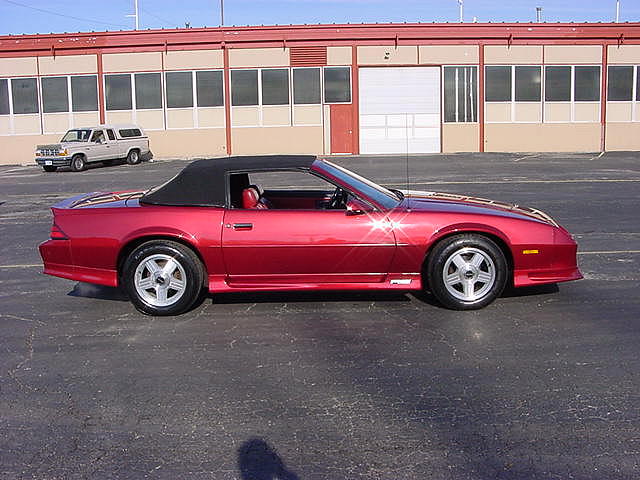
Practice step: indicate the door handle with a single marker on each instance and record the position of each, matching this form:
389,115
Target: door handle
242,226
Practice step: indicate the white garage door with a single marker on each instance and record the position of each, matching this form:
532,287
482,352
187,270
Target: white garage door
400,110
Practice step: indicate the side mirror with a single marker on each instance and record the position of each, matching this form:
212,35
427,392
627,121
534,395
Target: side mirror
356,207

····················

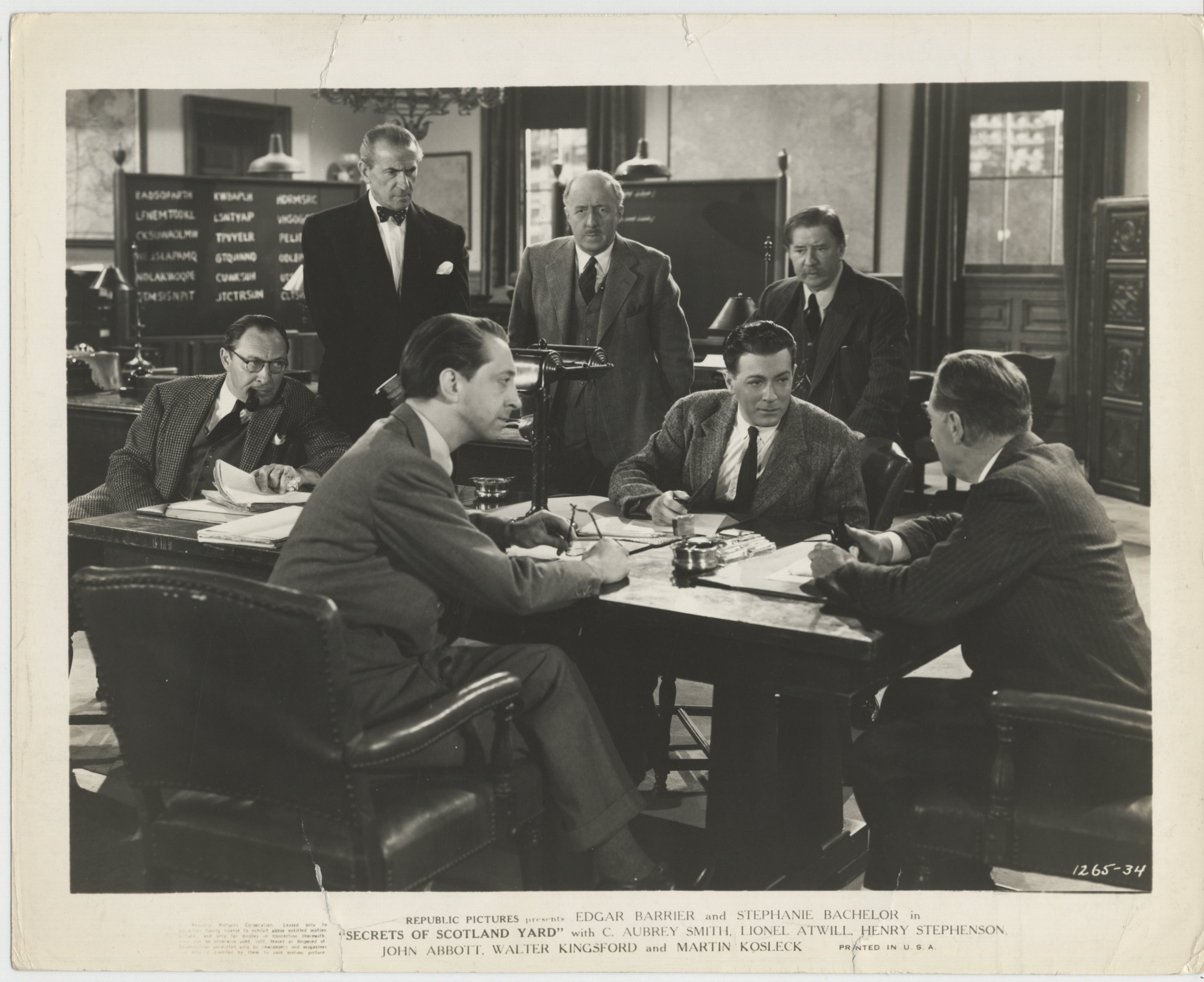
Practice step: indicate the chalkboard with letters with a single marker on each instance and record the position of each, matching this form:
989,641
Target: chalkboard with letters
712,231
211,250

····················

** WHAT THE EXERCISE ASKS **
Count the lines in the data above that contain the string "garage", treating uppercase and lowercase as different, and give only the number.

** EXPECTED ANSWER **
2